### Exercise goal:
Please render every line of the rows below as a Markdown table with two columns, Line No and Text, numbering each line in order and leaving out blank lines.

### Record excerpts:
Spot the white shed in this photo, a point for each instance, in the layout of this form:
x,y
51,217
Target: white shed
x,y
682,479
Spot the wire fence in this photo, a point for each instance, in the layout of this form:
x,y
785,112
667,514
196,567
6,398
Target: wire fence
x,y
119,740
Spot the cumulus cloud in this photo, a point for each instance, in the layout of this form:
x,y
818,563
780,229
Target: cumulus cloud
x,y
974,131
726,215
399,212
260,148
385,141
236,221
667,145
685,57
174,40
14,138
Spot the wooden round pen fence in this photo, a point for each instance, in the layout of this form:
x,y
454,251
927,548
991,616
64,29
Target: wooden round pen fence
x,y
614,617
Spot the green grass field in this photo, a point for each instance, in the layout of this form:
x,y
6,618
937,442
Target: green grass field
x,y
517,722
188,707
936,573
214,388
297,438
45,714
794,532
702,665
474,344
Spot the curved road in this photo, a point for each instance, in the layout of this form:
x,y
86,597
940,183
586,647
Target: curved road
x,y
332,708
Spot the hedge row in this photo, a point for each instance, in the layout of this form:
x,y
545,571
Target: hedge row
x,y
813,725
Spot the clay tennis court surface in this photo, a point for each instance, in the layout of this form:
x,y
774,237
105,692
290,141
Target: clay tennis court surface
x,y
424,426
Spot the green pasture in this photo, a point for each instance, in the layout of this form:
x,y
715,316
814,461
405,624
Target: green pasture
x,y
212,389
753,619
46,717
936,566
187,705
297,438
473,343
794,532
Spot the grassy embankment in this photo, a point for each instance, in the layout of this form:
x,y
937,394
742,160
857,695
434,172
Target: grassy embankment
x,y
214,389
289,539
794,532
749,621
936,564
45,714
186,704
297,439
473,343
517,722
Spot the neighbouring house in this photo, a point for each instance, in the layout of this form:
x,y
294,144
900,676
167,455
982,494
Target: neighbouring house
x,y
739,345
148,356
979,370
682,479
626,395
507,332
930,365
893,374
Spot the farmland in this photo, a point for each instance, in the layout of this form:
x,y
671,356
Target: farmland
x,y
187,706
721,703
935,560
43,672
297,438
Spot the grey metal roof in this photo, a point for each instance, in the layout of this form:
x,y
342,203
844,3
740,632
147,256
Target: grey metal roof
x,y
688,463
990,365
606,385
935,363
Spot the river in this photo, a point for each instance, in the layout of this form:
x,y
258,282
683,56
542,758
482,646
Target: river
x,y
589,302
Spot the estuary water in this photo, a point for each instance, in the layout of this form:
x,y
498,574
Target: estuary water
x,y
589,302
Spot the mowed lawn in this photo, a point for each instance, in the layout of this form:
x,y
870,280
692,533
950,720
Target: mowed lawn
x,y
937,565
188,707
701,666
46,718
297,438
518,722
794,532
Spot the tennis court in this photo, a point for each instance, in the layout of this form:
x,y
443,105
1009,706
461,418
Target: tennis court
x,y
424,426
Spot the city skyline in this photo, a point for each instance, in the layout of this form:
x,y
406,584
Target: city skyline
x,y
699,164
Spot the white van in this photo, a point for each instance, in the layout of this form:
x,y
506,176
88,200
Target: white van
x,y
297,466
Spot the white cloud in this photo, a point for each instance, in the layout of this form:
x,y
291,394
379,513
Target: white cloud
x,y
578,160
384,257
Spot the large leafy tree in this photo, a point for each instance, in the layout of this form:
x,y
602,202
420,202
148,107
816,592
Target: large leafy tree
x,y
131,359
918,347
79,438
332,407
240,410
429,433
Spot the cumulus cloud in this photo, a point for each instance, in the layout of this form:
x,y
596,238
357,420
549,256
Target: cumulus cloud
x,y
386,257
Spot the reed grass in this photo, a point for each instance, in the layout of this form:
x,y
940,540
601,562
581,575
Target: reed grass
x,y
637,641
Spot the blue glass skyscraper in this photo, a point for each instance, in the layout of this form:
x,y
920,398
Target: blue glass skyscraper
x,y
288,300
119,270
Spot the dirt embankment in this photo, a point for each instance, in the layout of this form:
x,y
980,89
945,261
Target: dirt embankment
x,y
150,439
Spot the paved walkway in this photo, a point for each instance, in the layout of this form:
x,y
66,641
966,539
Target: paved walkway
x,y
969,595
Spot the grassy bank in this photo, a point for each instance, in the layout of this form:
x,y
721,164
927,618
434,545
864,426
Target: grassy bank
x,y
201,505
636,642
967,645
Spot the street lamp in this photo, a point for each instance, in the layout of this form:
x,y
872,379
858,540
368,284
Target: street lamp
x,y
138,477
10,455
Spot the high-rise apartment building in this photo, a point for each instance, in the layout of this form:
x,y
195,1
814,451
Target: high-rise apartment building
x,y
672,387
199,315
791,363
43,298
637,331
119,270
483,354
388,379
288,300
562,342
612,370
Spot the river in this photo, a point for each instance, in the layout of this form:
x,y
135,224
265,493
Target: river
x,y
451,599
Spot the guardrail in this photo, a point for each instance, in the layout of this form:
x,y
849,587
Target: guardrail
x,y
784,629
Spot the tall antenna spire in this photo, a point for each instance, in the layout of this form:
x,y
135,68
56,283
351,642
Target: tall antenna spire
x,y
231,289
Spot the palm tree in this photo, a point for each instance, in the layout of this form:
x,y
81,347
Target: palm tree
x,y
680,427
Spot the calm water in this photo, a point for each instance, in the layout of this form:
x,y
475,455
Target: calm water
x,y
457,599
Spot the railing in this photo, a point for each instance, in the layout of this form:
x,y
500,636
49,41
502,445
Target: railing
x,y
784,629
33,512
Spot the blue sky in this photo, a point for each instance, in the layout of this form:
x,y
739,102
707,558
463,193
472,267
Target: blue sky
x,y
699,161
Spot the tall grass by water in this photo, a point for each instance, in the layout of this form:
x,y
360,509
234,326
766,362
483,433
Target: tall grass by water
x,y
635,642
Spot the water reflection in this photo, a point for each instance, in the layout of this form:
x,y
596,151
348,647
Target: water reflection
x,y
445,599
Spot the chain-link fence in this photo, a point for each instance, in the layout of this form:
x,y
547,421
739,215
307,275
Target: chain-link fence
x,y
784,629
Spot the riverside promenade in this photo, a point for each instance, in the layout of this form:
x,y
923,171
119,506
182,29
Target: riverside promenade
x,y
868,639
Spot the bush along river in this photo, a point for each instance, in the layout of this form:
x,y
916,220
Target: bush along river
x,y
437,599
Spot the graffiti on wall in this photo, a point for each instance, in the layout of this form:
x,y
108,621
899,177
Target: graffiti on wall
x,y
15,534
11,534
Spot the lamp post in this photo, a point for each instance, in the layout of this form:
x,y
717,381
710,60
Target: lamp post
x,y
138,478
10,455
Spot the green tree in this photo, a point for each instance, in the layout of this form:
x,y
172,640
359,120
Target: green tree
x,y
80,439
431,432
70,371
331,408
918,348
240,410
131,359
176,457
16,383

### Task answer:
| Line No | Text |
|---|---|
| 1 | Spot the white shed in this photo, a point for each instance, in the layout of this form: |
| 2 | x,y |
| 3 | 51,217 |
| 4 | Target: white shed |
| 5 | x,y |
| 6 | 682,479 |
| 7 | Spot the wire fence in this photo, a point for each instance, in the layout of this form: |
| 8 | x,y |
| 9 | 785,112 |
| 10 | 667,514 |
| 11 | 196,567 |
| 12 | 6,398 |
| 13 | Target: wire fence |
| 14 | x,y |
| 15 | 119,740 |
| 16 | Spot the cumulus cloud in this photo, a point for each instance, in the layout of this form: |
| 17 | x,y |
| 18 | 818,563 |
| 19 | 780,229 |
| 20 | Target: cumulus cloud |
| 21 | x,y |
| 22 | 974,131 |
| 23 | 726,215 |
| 24 | 399,212 |
| 25 | 260,148 |
| 26 | 385,141 |
| 27 | 236,221 |
| 28 | 667,145 |
| 29 | 685,57 |
| 30 | 174,40 |
| 31 | 14,138 |
| 32 | Spot the wooden round pen fence in this photo, a point for each instance, in the layout of this form: |
| 33 | x,y |
| 34 | 454,251 |
| 35 | 927,548 |
| 36 | 991,616 |
| 37 | 64,29 |
| 38 | Target: wooden round pen fence |
| 39 | x,y |
| 40 | 614,617 |
| 41 | Spot the green grass field in this photo, a point for each instance, in the layout of this form: |
| 42 | x,y |
| 43 | 6,618 |
| 44 | 937,442 |
| 45 | Target: green grass field |
| 46 | x,y |
| 47 | 517,722 |
| 48 | 188,707 |
| 49 | 936,573 |
| 50 | 214,388 |
| 51 | 297,438 |
| 52 | 45,714 |
| 53 | 794,532 |
| 54 | 702,665 |
| 55 | 474,344 |
| 56 | Spot the curved road in this photo, a point for each instance, in the layout of this form: |
| 57 | x,y |
| 58 | 86,597 |
| 59 | 940,183 |
| 60 | 586,647 |
| 61 | Target: curved road |
| 62 | x,y |
| 63 | 332,708 |
| 64 | Spot the hedge row in this photo, a point for each instance, in the layout of this form: |
| 65 | x,y |
| 66 | 545,571 |
| 67 | Target: hedge row |
| 68 | x,y |
| 69 | 813,725 |
| 70 | Spot the clay tennis court surface in this photo, a point for each instance, in the layout of this form: |
| 71 | x,y |
| 72 | 774,237 |
| 73 | 105,692 |
| 74 | 290,141 |
| 75 | Target: clay tennis court surface |
| 76 | x,y |
| 77 | 424,426 |
| 78 | Spot the green pasture in this photo, a point for each instance, in the layout of this form: |
| 79 | x,y |
| 80 | 715,316 |
| 81 | 814,461 |
| 82 | 405,624 |
| 83 | Target: green pasture |
| 84 | x,y |
| 85 | 212,389 |
| 86 | 753,619 |
| 87 | 46,717 |
| 88 | 936,566 |
| 89 | 187,705 |
| 90 | 297,438 |
| 91 | 473,343 |
| 92 | 794,532 |
| 93 | Spot the grassy embankment in this photo, a point for each instance, in the layout of this form: |
| 94 | x,y |
| 95 | 937,394 |
| 96 | 742,160 |
| 97 | 857,695 |
| 98 | 434,172 |
| 99 | Target: grassy embankment |
| 100 | x,y |
| 101 | 214,389 |
| 102 | 289,539 |
| 103 | 794,532 |
| 104 | 749,621 |
| 105 | 936,564 |
| 106 | 45,714 |
| 107 | 186,704 |
| 108 | 297,439 |
| 109 | 473,343 |
| 110 | 517,722 |
| 111 | Spot the neighbouring house in this photo, a point for each instance, in the layout of this form: |
| 112 | x,y |
| 113 | 294,144 |
| 114 | 900,676 |
| 115 | 167,455 |
| 116 | 982,494 |
| 117 | Target: neighbouring house |
| 118 | x,y |
| 119 | 739,345 |
| 120 | 148,356 |
| 121 | 979,370 |
| 122 | 682,479 |
| 123 | 626,395 |
| 124 | 507,332 |
| 125 | 930,365 |
| 126 | 893,374 |
| 127 | Spot the farmland in this photo, a point for each instance, in the layout of this form: |
| 128 | x,y |
| 129 | 671,356 |
| 130 | Target: farmland |
| 131 | x,y |
| 132 | 187,706 |
| 133 | 721,703 |
| 134 | 935,560 |
| 135 | 43,672 |
| 136 | 297,438 |
| 137 | Spot the grey metal roof in this photo, a point for each instance, in the layout of this form: |
| 138 | x,y |
| 139 | 342,203 |
| 140 | 844,3 |
| 141 | 740,632 |
| 142 | 147,256 |
| 143 | Target: grey metal roof |
| 144 | x,y |
| 145 | 688,463 |
| 146 | 990,365 |
| 147 | 606,385 |
| 148 | 935,363 |
| 149 | Spot the river in this photo, a point for each instance, in the layout of this form: |
| 150 | x,y |
| 151 | 258,282 |
| 152 | 683,56 |
| 153 | 542,758 |
| 154 | 482,646 |
| 155 | Target: river |
| 156 | x,y |
| 157 | 589,302 |
| 158 | Spot the estuary water in this photo, a point for each instance, in the layout of this form: |
| 159 | x,y |
| 160 | 498,574 |
| 161 | Target: estuary water |
| 162 | x,y |
| 163 | 589,302 |
| 164 | Spot the mowed lawn in this photo, a point for each instance, in the layout of this form: |
| 165 | x,y |
| 166 | 870,280 |
| 167 | 692,533 |
| 168 | 950,720 |
| 169 | Target: mowed lawn |
| 170 | x,y |
| 171 | 937,565 |
| 172 | 188,707 |
| 173 | 701,666 |
| 174 | 46,718 |
| 175 | 297,438 |
| 176 | 518,722 |
| 177 | 794,532 |
| 178 | Spot the tennis court in this photo, a point for each instance, in the layout of this form: |
| 179 | x,y |
| 180 | 443,105 |
| 181 | 1009,706 |
| 182 | 461,418 |
| 183 | Target: tennis court |
| 184 | x,y |
| 185 | 424,426 |
| 186 | Spot the city skyline in this photo, a point for each instance, in the layout of this form: |
| 187 | x,y |
| 188 | 406,584 |
| 189 | Target: city skyline |
| 190 | x,y |
| 191 | 699,164 |
| 192 | Spot the white van in this photo, a point for each instance, in the layout of this form: |
| 193 | x,y |
| 194 | 506,176 |
| 195 | 88,200 |
| 196 | Target: white van |
| 197 | x,y |
| 198 | 297,466 |
| 199 | Spot the white cloud in this photo, a point for each instance, in the layout of this form: |
| 200 | x,y |
| 201 | 291,394 |
| 202 | 379,513 |
| 203 | Target: white cloud |
| 204 | x,y |
| 205 | 578,160 |
| 206 | 384,257 |
| 207 | Spot the large leafy tree in this photo, a point for each instance, in the layout of this form: |
| 208 | x,y |
| 209 | 602,202 |
| 210 | 420,202 |
| 211 | 148,107 |
| 212 | 816,592 |
| 213 | Target: large leafy tree |
| 214 | x,y |
| 215 | 131,359 |
| 216 | 918,347 |
| 217 | 79,438 |
| 218 | 332,407 |
| 219 | 240,410 |
| 220 | 429,433 |
| 221 | Spot the cumulus cloud in this photo, a point for each instance, in the layout of this form: |
| 222 | x,y |
| 223 | 596,238 |
| 224 | 357,420 |
| 225 | 549,256 |
| 226 | Target: cumulus cloud |
| 227 | x,y |
| 228 | 386,257 |
| 229 | Spot the reed grass in this photo, a point for each instance, in the layout of this form: |
| 230 | x,y |
| 231 | 940,540 |
| 232 | 601,562 |
| 233 | 581,575 |
| 234 | Target: reed grass |
| 235 | x,y |
| 236 | 637,641 |
| 237 | Spot the blue glass skyscraper in this photo, a point for each instance, in the layout of this form: |
| 238 | x,y |
| 239 | 920,398 |
| 240 | Target: blue glass skyscraper |
| 241 | x,y |
| 242 | 288,300 |
| 243 | 119,270 |
| 244 | Spot the dirt embankment in this photo, a point for each instance, in the layout of this form: |
| 245 | x,y |
| 246 | 980,89 |
| 247 | 945,261 |
| 248 | Target: dirt embankment |
| 249 | x,y |
| 250 | 150,439 |
| 251 | Spot the paved walkway in this photo, a point for each instance, in the layout of this form: |
| 252 | x,y |
| 253 | 66,641 |
| 254 | 966,539 |
| 255 | Target: paved walkway |
| 256 | x,y |
| 257 | 969,595 |
| 258 | Spot the grassy bank in this photo, a point for each instance, in the layout of this form: |
| 259 | x,y |
| 260 | 721,164 |
| 261 | 927,618 |
| 262 | 434,545 |
| 263 | 864,426 |
| 264 | Target: grassy bank |
| 265 | x,y |
| 266 | 201,505 |
| 267 | 636,642 |
| 268 | 967,645 |
| 269 | Spot the street lamp in this photo, a point for each instance, in the layout of this form: |
| 270 | x,y |
| 271 | 872,379 |
| 272 | 858,540 |
| 273 | 368,284 |
| 274 | Target: street lamp |
| 275 | x,y |
| 276 | 138,477 |
| 277 | 10,455 |
| 278 | Spot the high-rise apartment building in this photo, a point for each instance, in the layout of this form: |
| 279 | x,y |
| 280 | 195,1 |
| 281 | 814,451 |
| 282 | Target: high-rise apartment building |
| 283 | x,y |
| 284 | 672,387 |
| 285 | 199,315 |
| 286 | 791,363 |
| 287 | 43,298 |
| 288 | 637,331 |
| 289 | 119,270 |
| 290 | 483,354 |
| 291 | 388,379 |
| 292 | 288,300 |
| 293 | 562,342 |
| 294 | 612,370 |
| 295 | Spot the river in this photo, a point for each instance, in the layout of this form: |
| 296 | x,y |
| 297 | 135,224 |
| 298 | 265,493 |
| 299 | Target: river |
| 300 | x,y |
| 301 | 451,599 |
| 302 | Spot the guardrail in this photo, a point for each instance, in the layout of this form: |
| 303 | x,y |
| 304 | 849,587 |
| 305 | Target: guardrail |
| 306 | x,y |
| 307 | 784,629 |
| 308 | Spot the tall antenna spire in this photo, a point for each instance, in the layout of this form: |
| 309 | x,y |
| 310 | 135,68 |
| 311 | 56,283 |
| 312 | 351,642 |
| 313 | Target: tall antenna spire |
| 314 | x,y |
| 315 | 231,289 |
| 316 | Spot the palm tree in this photo, a point for each instance, in the layout of this form: |
| 317 | x,y |
| 318 | 81,347 |
| 319 | Target: palm tree |
| 320 | x,y |
| 321 | 680,427 |
| 322 | Spot the calm water in this photo, a point for each instance, in the layout of this form: |
| 323 | x,y |
| 324 | 475,455 |
| 325 | Target: calm water |
| 326 | x,y |
| 327 | 457,599 |
| 328 | Spot the railing in this photo, a point for each instance, in the layout of this form: |
| 329 | x,y |
| 330 | 500,636 |
| 331 | 49,41 |
| 332 | 502,445 |
| 333 | Target: railing |
| 334 | x,y |
| 335 | 784,629 |
| 336 | 33,512 |
| 337 | Spot the blue sky in this photo, a point for each instance, in the layout of this form: |
| 338 | x,y |
| 339 | 739,102 |
| 340 | 707,558 |
| 341 | 463,193 |
| 342 | 472,267 |
| 343 | Target: blue sky |
| 344 | x,y |
| 345 | 699,161 |
| 346 | Spot the tall grass by water in this photo, a point for each instance, in the layout of this form: |
| 347 | x,y |
| 348 | 360,509 |
| 349 | 234,326 |
| 350 | 766,362 |
| 351 | 483,433 |
| 352 | Target: tall grass by water |
| 353 | x,y |
| 354 | 635,642 |
| 355 | Spot the water reflection in this photo, a point for each instance, in the layout of this form: |
| 356 | x,y |
| 357 | 596,151 |
| 358 | 348,647 |
| 359 | Target: water reflection |
| 360 | x,y |
| 361 | 445,599 |
| 362 | Spot the chain-link fence in this photo, a point for each instance, in the layout of this form: |
| 363 | x,y |
| 364 | 547,421 |
| 365 | 739,215 |
| 366 | 307,275 |
| 367 | Target: chain-link fence |
| 368 | x,y |
| 369 | 784,629 |
| 370 | Spot the riverside promenade in this photo, a point for each instance, in the layout of this form: |
| 371 | x,y |
| 372 | 923,171 |
| 373 | 119,506 |
| 374 | 182,29 |
| 375 | Target: riverside promenade |
| 376 | x,y |
| 377 | 868,639 |
| 378 | Spot the bush along river in this photo, a point for each instance, in the layout of this form: |
| 379 | x,y |
| 380 | 916,220 |
| 381 | Target: bush along river |
| 382 | x,y |
| 383 | 437,599 |
| 384 | Spot the graffiti on wall in this photo, a point for each instance, in the layout of this form: |
| 385 | x,y |
| 386 | 108,621 |
| 387 | 899,177 |
| 388 | Target: graffiti on wall |
| 389 | x,y |
| 390 | 15,534 |
| 391 | 11,534 |
| 392 | Spot the lamp post in this photo, a point for each instance, in the layout of this form: |
| 393 | x,y |
| 394 | 717,381 |
| 395 | 710,60 |
| 396 | Target: lamp post |
| 397 | x,y |
| 398 | 138,478 |
| 399 | 10,455 |
| 400 | Spot the green tree in this photo, a point for each instance, in the layout of this form: |
| 401 | x,y |
| 402 | 172,640 |
| 403 | 359,120 |
| 404 | Target: green tree |
| 405 | x,y |
| 406 | 80,439 |
| 407 | 431,432 |
| 408 | 70,371 |
| 409 | 331,408 |
| 410 | 918,348 |
| 411 | 240,410 |
| 412 | 131,359 |
| 413 | 176,457 |
| 414 | 16,383 |